== ENTRIES SUPPLIED ==
===
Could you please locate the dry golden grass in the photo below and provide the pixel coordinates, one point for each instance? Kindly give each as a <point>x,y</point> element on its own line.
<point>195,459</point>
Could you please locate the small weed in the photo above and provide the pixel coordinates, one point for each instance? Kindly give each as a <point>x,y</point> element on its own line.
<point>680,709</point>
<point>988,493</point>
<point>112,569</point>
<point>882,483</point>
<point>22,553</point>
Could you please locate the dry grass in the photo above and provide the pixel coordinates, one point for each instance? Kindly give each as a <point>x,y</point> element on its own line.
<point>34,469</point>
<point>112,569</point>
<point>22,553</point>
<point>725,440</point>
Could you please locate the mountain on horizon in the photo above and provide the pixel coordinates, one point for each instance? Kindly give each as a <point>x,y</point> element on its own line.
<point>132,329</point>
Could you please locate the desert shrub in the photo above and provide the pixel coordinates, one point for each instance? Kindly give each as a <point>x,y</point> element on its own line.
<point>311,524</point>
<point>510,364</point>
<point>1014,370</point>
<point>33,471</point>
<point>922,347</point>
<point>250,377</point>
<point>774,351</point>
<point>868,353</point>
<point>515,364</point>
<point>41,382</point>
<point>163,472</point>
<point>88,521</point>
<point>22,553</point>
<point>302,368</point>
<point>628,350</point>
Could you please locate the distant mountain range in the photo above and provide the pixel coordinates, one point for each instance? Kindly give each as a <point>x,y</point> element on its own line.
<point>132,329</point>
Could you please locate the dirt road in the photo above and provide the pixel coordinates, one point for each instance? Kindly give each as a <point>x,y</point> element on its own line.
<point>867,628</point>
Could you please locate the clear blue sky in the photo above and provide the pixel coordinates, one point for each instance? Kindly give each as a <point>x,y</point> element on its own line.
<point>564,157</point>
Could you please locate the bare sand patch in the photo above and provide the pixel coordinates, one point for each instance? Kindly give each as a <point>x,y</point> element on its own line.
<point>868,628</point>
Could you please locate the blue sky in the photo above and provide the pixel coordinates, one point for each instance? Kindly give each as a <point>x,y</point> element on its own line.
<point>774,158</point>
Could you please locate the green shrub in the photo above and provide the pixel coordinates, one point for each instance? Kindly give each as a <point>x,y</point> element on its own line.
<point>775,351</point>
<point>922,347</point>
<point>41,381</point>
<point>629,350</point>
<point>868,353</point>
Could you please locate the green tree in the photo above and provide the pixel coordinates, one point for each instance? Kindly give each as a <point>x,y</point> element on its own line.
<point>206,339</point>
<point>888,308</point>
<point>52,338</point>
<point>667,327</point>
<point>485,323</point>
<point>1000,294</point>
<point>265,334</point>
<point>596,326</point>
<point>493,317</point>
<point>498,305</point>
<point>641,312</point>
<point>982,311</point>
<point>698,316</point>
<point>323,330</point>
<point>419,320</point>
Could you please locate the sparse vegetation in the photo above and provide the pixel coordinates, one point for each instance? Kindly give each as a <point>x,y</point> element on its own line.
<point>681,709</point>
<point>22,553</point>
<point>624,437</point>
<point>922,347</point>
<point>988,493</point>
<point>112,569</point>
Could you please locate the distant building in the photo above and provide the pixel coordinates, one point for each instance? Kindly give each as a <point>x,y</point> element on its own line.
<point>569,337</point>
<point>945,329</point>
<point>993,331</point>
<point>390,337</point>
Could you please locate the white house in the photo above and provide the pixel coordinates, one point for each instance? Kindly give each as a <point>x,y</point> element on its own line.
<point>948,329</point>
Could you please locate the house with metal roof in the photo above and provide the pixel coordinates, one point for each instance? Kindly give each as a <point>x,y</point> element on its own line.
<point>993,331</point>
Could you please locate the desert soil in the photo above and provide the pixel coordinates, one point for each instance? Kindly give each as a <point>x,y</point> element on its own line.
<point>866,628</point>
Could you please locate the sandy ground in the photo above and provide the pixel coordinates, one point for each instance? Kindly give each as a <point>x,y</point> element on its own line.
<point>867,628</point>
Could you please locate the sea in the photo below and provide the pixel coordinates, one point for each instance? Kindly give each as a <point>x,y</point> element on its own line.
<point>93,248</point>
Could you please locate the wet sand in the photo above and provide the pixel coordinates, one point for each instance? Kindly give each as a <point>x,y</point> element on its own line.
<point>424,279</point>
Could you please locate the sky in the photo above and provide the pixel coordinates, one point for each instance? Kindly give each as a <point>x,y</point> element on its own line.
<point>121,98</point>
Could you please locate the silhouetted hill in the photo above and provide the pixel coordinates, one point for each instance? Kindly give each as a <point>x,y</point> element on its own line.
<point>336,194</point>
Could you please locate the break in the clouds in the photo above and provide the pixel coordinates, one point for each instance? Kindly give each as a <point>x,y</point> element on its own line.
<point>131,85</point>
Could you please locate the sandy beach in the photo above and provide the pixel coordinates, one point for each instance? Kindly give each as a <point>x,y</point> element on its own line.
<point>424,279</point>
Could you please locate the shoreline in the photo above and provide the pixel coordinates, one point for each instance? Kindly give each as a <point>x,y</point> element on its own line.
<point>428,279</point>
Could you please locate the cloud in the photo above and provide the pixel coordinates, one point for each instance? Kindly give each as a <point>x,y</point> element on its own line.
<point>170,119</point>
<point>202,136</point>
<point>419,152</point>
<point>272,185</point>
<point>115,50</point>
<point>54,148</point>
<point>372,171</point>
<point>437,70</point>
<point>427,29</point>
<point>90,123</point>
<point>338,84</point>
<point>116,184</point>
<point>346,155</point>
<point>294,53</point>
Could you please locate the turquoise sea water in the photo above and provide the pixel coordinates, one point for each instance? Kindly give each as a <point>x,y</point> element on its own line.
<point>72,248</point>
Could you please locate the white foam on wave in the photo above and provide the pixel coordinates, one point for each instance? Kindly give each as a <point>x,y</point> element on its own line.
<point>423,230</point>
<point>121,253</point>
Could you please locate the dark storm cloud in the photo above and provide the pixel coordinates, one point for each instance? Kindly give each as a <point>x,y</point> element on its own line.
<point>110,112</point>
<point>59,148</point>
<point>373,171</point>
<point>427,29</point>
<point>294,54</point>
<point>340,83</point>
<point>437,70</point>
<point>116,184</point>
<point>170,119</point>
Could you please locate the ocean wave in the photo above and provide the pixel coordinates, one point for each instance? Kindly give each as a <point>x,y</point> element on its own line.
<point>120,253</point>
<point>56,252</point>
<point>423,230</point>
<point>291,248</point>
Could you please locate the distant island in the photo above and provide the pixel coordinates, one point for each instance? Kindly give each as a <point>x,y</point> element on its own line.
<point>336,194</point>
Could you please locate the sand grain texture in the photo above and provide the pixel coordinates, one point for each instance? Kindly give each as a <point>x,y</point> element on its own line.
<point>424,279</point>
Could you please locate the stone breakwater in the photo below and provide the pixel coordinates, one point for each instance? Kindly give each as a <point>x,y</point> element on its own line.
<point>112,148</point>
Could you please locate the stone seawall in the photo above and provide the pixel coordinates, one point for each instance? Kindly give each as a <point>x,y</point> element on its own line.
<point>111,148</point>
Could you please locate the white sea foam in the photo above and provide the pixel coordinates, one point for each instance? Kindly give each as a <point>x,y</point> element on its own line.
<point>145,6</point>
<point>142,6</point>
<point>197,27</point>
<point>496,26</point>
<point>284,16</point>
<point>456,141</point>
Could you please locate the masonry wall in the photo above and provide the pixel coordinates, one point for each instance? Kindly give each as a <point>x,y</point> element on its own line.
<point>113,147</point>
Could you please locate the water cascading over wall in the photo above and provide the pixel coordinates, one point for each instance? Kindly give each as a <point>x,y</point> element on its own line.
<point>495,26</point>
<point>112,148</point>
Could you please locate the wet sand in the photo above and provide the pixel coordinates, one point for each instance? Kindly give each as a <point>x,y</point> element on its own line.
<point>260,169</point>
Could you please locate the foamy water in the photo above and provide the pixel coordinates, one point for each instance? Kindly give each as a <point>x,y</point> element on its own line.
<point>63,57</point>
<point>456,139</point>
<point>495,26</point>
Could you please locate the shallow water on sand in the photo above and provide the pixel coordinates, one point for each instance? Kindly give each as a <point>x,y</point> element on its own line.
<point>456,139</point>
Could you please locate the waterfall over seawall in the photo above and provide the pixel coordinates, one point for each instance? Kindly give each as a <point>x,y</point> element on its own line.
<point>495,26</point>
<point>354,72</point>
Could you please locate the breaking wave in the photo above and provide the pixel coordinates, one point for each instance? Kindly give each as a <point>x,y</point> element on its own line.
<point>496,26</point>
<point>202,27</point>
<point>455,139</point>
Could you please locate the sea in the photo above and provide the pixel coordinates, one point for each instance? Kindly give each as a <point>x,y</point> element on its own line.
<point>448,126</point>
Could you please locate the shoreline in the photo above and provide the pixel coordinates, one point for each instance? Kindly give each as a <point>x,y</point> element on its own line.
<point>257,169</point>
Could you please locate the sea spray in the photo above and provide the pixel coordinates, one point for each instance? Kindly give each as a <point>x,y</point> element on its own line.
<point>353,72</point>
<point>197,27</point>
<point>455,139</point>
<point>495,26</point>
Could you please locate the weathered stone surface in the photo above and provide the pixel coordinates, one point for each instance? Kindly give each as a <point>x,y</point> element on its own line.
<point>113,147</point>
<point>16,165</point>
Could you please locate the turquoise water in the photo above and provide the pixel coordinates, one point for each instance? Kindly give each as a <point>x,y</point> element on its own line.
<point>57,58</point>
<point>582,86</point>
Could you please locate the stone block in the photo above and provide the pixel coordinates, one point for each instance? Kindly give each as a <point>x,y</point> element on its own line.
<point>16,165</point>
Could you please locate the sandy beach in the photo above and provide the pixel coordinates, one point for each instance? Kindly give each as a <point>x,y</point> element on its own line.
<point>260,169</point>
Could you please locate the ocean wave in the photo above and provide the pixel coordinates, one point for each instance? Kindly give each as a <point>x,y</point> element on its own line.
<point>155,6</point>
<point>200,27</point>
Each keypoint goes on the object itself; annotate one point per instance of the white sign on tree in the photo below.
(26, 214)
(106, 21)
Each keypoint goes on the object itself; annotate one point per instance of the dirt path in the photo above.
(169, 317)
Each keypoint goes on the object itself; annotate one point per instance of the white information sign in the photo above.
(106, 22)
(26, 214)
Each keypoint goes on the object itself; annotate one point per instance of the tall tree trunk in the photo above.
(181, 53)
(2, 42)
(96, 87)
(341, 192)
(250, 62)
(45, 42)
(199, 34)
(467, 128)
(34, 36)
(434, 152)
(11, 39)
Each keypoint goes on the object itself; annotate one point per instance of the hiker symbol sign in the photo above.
===
== ACTION ITEM ==
Could you reproduce, exactly as written, the lines running from the one with "path in the photo above." to the end of the entries above?

== SOLUTION TO THIS EXERCISE ==
Each keypoint goes on the object itself; annotate one point per instance of the dirt path in the photo above.
(169, 317)
Each keypoint goes on the object itself; annotate one point per instance of the white information sign in the photo above.
(106, 22)
(26, 214)
Each keypoint goes on the object itself; annotate one point per instance of the tall tree trunk in the photo above.
(181, 53)
(2, 42)
(96, 87)
(341, 192)
(250, 62)
(45, 42)
(199, 34)
(467, 128)
(34, 36)
(434, 152)
(11, 39)
Each keypoint goes on the object itself; annotate one point per instance of the hiker symbol sign in the photo above.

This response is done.